* What this task involves
Please copy the listing below line for line, with no changes.

* Pointing data excerpts
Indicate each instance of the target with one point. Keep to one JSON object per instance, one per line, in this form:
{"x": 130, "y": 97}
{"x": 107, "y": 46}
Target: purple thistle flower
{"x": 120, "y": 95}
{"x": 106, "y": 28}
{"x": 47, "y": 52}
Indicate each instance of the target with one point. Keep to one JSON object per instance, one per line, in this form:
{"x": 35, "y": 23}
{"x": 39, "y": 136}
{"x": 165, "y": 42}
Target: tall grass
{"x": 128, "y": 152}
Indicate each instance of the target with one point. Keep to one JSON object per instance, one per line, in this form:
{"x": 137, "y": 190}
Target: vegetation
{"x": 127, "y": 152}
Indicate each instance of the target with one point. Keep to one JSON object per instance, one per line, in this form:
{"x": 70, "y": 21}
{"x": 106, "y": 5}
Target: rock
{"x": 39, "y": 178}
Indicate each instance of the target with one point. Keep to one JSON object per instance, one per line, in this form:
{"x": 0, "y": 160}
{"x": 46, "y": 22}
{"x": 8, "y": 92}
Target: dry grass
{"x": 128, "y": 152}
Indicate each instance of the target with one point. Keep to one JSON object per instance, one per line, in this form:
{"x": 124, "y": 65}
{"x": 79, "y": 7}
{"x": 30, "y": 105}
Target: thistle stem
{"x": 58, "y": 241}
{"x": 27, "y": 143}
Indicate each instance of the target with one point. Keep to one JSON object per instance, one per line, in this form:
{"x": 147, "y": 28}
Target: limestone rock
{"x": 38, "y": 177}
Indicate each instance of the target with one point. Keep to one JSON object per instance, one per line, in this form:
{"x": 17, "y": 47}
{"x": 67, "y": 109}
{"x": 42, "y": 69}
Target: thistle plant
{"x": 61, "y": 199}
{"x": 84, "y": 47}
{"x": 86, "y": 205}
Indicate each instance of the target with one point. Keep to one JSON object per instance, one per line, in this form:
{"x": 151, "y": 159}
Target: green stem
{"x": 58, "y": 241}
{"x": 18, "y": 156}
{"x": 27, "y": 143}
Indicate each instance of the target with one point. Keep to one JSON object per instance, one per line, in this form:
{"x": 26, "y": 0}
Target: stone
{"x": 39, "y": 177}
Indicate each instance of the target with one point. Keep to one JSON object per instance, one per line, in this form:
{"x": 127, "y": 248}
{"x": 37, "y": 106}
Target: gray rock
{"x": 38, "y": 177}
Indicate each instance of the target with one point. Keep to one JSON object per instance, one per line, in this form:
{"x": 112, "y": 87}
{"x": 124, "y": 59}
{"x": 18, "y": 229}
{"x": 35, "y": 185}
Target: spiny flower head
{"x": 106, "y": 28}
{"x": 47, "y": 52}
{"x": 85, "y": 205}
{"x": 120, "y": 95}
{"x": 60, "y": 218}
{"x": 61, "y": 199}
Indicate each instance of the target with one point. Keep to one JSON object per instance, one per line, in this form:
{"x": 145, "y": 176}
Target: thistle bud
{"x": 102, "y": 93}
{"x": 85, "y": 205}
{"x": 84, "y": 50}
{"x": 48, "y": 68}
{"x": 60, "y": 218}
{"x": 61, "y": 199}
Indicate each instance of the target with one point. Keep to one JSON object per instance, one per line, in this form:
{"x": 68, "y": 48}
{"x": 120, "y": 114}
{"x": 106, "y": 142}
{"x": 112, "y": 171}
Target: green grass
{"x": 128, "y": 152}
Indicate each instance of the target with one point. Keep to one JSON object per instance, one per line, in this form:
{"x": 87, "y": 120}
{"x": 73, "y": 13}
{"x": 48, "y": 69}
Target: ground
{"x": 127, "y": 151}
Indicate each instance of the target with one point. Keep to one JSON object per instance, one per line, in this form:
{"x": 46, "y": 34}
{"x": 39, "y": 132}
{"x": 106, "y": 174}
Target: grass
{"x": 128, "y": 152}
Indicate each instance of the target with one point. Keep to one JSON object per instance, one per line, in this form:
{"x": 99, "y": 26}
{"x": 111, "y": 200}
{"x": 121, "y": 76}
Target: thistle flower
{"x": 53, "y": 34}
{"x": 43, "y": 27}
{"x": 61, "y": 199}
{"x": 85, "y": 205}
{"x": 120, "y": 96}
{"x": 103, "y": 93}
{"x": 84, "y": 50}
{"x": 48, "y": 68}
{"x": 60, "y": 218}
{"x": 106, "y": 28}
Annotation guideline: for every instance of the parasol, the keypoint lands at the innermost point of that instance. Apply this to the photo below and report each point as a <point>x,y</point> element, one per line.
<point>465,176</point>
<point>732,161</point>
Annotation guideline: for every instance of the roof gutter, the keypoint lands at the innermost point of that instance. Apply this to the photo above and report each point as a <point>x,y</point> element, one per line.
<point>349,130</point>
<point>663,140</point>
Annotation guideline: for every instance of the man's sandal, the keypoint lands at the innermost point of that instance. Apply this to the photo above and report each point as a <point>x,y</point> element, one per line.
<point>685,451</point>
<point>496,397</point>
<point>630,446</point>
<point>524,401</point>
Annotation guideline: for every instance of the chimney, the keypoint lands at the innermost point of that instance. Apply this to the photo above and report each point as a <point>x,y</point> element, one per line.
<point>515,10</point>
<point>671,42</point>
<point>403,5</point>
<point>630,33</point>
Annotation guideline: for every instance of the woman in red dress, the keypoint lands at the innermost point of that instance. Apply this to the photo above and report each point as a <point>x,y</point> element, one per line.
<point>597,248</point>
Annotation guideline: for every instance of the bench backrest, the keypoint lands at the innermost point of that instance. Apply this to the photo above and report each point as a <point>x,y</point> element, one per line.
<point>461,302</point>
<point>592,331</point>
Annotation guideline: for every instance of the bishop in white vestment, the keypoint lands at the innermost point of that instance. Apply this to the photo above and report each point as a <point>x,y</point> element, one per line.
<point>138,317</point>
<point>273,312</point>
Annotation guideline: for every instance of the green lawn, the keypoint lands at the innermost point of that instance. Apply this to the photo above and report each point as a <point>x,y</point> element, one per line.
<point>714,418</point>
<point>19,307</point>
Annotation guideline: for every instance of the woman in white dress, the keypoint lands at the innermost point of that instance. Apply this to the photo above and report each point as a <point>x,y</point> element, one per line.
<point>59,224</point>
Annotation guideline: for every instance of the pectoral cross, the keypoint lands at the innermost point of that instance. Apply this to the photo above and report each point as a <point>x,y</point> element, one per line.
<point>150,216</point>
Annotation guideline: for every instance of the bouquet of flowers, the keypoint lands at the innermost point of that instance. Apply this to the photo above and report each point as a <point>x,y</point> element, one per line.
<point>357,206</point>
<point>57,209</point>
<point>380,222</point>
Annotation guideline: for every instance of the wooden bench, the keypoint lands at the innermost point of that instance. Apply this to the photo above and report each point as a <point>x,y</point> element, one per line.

* Exercise solution
Indicate each instance of the target with one point. Keep to one JSON object per instance, one per line, in this form:
{"x": 130, "y": 97}
{"x": 107, "y": 46}
Target: purple thistle flower
{"x": 120, "y": 95}
{"x": 106, "y": 28}
{"x": 47, "y": 52}
Indicate each instance of the target with one point. Keep to one JSON object per instance, one per line, in this form:
{"x": 35, "y": 23}
{"x": 39, "y": 136}
{"x": 165, "y": 42}
Target: tall grass
{"x": 128, "y": 152}
Indicate each instance of the target with one point. Keep to one JSON object per instance, one per line, in this form:
{"x": 137, "y": 190}
Target: vegetation
{"x": 127, "y": 152}
Indicate each instance of the target with one point. Keep to one JSON object per instance, one per line, in this form:
{"x": 70, "y": 21}
{"x": 106, "y": 5}
Target: rock
{"x": 39, "y": 178}
Indicate each instance of the target with one point. Keep to one JSON object per instance, one per line, in this form:
{"x": 0, "y": 160}
{"x": 46, "y": 22}
{"x": 8, "y": 92}
Target: dry grass
{"x": 128, "y": 152}
Indicate each instance of the target with one point. Keep to one JSON object per instance, one per line, in this form:
{"x": 124, "y": 65}
{"x": 79, "y": 7}
{"x": 30, "y": 105}
Target: thistle stem
{"x": 58, "y": 241}
{"x": 27, "y": 143}
Indicate each instance of the target with one point. Keep to one JSON object per instance, one per line, in this form:
{"x": 147, "y": 28}
Target: limestone rock
{"x": 38, "y": 177}
Indicate each instance of the target with one point. Keep to one JSON object per instance, one per line, in this form:
{"x": 17, "y": 47}
{"x": 67, "y": 109}
{"x": 42, "y": 69}
Target: thistle plant
{"x": 61, "y": 199}
{"x": 84, "y": 47}
{"x": 86, "y": 205}
Indicate each instance of the target with one point. Keep to one JSON object per instance, one per line, in this form:
{"x": 151, "y": 159}
Target: green stem
{"x": 58, "y": 241}
{"x": 18, "y": 156}
{"x": 27, "y": 143}
Indicate each instance of the target with one point. Keep to one JSON object per instance, one per line, in this form:
{"x": 26, "y": 0}
Target: stone
{"x": 39, "y": 177}
Indicate each instance of the target with one point. Keep to one JSON object per instance, one per line, in this form:
{"x": 127, "y": 248}
{"x": 37, "y": 106}
Target: gray rock
{"x": 38, "y": 177}
Indicate each instance of the target with one point. Keep to one JSON object per instance, one per line, in this form:
{"x": 112, "y": 87}
{"x": 124, "y": 59}
{"x": 18, "y": 229}
{"x": 35, "y": 185}
Target: spiny flower head
{"x": 106, "y": 28}
{"x": 47, "y": 52}
{"x": 85, "y": 205}
{"x": 120, "y": 95}
{"x": 60, "y": 218}
{"x": 61, "y": 199}
Indicate each instance of the target with one point. Keep to one JSON object per instance, one per line, in this form:
{"x": 145, "y": 176}
Target: thistle bud
{"x": 102, "y": 93}
{"x": 85, "y": 205}
{"x": 84, "y": 50}
{"x": 48, "y": 68}
{"x": 60, "y": 218}
{"x": 61, "y": 199}
Indicate each instance of the target with one point. Keep to one JSON object per instance, one per line, in this form:
{"x": 68, "y": 48}
{"x": 120, "y": 114}
{"x": 106, "y": 142}
{"x": 112, "y": 171}
Target: green grass
{"x": 128, "y": 152}
Indicate each instance of the target with one point. Keep to one JSON object per instance, one per line, in this form:
{"x": 87, "y": 120}
{"x": 73, "y": 13}
{"x": 48, "y": 69}
Target: ground
{"x": 127, "y": 151}
Indicate each instance of the target with one point. Keep to one JSON object per instance, one per line, in this form:
{"x": 46, "y": 34}
{"x": 39, "y": 132}
{"x": 106, "y": 174}
Target: grass
{"x": 128, "y": 152}
Indicate each instance of the target with one point. Keep to one JSON object per instance, one per line, in this form:
{"x": 99, "y": 26}
{"x": 111, "y": 200}
{"x": 121, "y": 76}
Target: thistle flower
{"x": 53, "y": 34}
{"x": 43, "y": 27}
{"x": 61, "y": 199}
{"x": 85, "y": 205}
{"x": 120, "y": 96}
{"x": 103, "y": 93}
{"x": 84, "y": 50}
{"x": 48, "y": 68}
{"x": 60, "y": 218}
{"x": 106, "y": 28}
Annotation guideline: for every instance of the parasol, the keypoint lands at the innermost point of that instance. Apply this to the photo below and report each point as a <point>x,y</point> element, one per line.
<point>465,176</point>
<point>732,161</point>
Annotation guideline: for every instance of the roof gutter, the keypoint lands at the innermost point of that instance. Apply this to the photo above and report each point as a <point>x,y</point> element, one per line.
<point>349,130</point>
<point>663,140</point>
Annotation guideline: for every instance of the man's sandal, the keypoint lands at the innermost point of that instance. Apply this to the photo above and report each point as a <point>x,y</point> element, one per line.
<point>685,451</point>
<point>496,397</point>
<point>630,446</point>
<point>524,401</point>
Annotation guideline: for every instance of the chimney, the keypoint lands at the innermost point of that instance. Apply this to the photo above and report each point as a <point>x,y</point> element, one per line.
<point>515,10</point>
<point>671,42</point>
<point>403,5</point>
<point>630,33</point>
Annotation guideline: for every instance of the woman in red dress, the keypoint lands at the innermost point of that instance. Apply this to the photo above and report each point as a <point>x,y</point> element, one per line.
<point>597,248</point>
Annotation guideline: for every instance of the bench backrest, the keypoint lands at the innermost point of that instance. Apply this to the photo above and report each point as a <point>x,y</point> element, one per line.
<point>461,302</point>
<point>592,331</point>
Annotation guideline: for every instance of the bishop in white vestment, the keypoint lands at the innermost point of that instance. Apply this to the photo above and report each point as a <point>x,y</point> element, one per line.
<point>138,317</point>
<point>273,312</point>
Annotation guideline: for every instance of the green lawn, the keypoint lands at the innermost point of that instance. Apply this to the photo above and report each point as a <point>x,y</point> element, one per line.
<point>714,418</point>
<point>19,307</point>
Annotation guideline: for every instance of the woman in white dress, the keypoint lands at the innermost point of that instance. Apply this to the photo above and report each point as a <point>x,y</point> element, one per line.
<point>59,224</point>
Annotation guideline: for every instance of the pectoral cross, the keypoint lands at the innermost point of that instance. Apply this to the photo above and report each point as a <point>x,y</point> element, one per line.
<point>150,216</point>
Annotation guideline: for every instance of the bouquet of flowers, the keypoint lands at the innermost point of that instance. Apply this to the photo above and report each point as a <point>x,y</point> element, one per line.
<point>357,206</point>
<point>57,209</point>
<point>380,222</point>
Annotation guideline: for every instance of the wooden bench, the keypoint lands at the innermost point of that instance. Apply this to the photo above and report each point as a <point>x,y</point> element, one per line.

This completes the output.